• **What is needed**: Reproduce the data below word for word, omitting the pictures.

• **Data supplied**:
►

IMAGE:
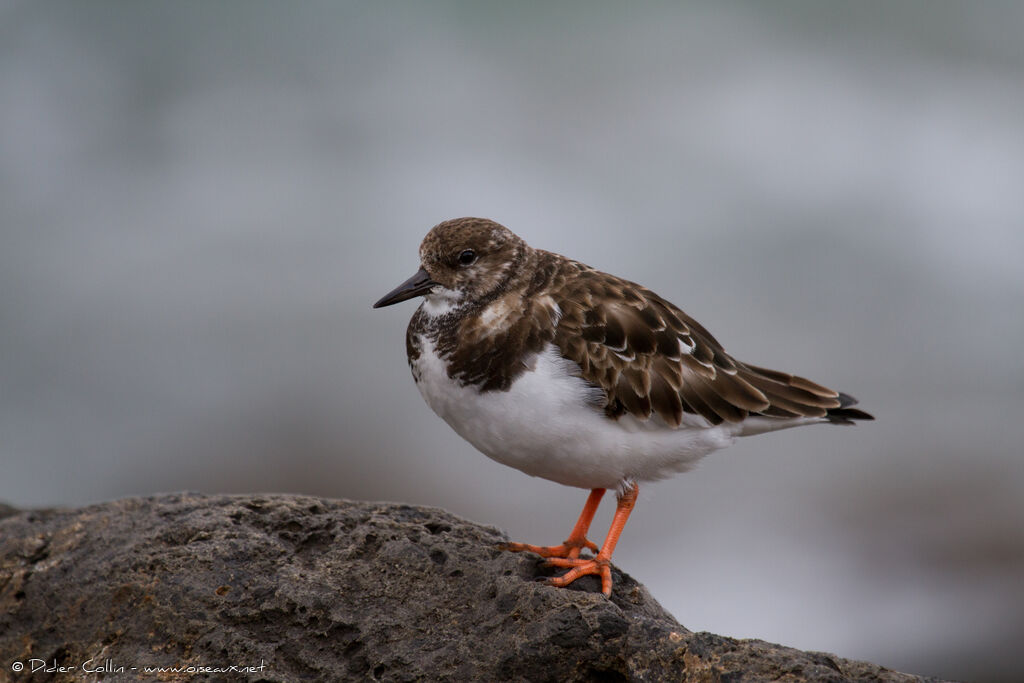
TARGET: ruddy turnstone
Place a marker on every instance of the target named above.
(569, 374)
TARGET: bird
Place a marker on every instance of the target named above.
(563, 372)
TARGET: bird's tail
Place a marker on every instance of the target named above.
(845, 415)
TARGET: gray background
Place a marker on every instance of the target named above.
(200, 201)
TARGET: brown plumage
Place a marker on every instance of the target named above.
(547, 365)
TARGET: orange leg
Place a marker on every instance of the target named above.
(578, 539)
(599, 565)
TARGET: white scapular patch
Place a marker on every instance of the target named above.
(549, 424)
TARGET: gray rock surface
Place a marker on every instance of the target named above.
(305, 589)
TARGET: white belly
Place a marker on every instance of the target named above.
(544, 426)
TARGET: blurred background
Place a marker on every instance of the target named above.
(200, 202)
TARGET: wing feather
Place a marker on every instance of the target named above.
(651, 358)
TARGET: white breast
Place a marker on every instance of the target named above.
(547, 425)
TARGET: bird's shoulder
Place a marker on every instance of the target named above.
(650, 358)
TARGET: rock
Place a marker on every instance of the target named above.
(288, 588)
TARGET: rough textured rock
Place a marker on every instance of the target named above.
(328, 590)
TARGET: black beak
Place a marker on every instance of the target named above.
(418, 285)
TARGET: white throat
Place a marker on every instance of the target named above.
(441, 301)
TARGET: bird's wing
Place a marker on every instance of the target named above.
(650, 357)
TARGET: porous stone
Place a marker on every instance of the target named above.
(291, 588)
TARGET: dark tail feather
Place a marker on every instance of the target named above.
(844, 415)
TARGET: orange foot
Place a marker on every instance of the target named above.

◄

• **Solution for this exercise**:
IMAGE:
TARGET: ruddy turnstone
Place a marker on every instance of the target named above.
(569, 374)
TARGET: bird
Place a marker on every instance of the target named above.
(563, 372)
TARGET: bird's tail
Place a marker on every instance of the target named above.
(845, 415)
TARGET: gray background
Place a marker on every instance of the target named above.
(200, 201)
TARGET: brown plumage
Place a marker on every instance of the target named above.
(547, 365)
TARGET: orange leg
Place a marker on every instance of the target named above.
(578, 539)
(599, 565)
TARGET: white scapular patch
Place a marker on every instance of the target named above.
(549, 424)
TARGET: gray rock surface
Place a marker on every instance of the target named above.
(305, 589)
TARGET: white belly
Place a marker on every instance of the target named above.
(544, 426)
TARGET: blurred background
Place a marker on every instance of the target named above.
(200, 202)
TARGET: wing feather
Place a marker on every instance of the target named above.
(651, 358)
TARGET: white breast
Place a marker on every instance of the target named above.
(547, 425)
TARGET: bird's shoulder
Place a marker on every instance of the target named above.
(650, 358)
TARGET: rock
Place a marker on every instance of the target named above.
(288, 588)
TARGET: rough textured rock
Place a marker on every instance of the target named above.
(328, 590)
TARGET: black beak
Place a marker on every instance of the target named above.
(418, 285)
TARGET: white throat
Place a marker on every instance of the target named above.
(441, 301)
TARGET: bird's wing
Place a marker on every instance of the target named above.
(650, 357)
TARGET: porous stone
Place a marker on every instance of the target named above.
(291, 588)
TARGET: dark tail feather
Place a marker on every instance of the target named above.
(844, 415)
TARGET: orange foot
Place a marker on every instance of the target named above.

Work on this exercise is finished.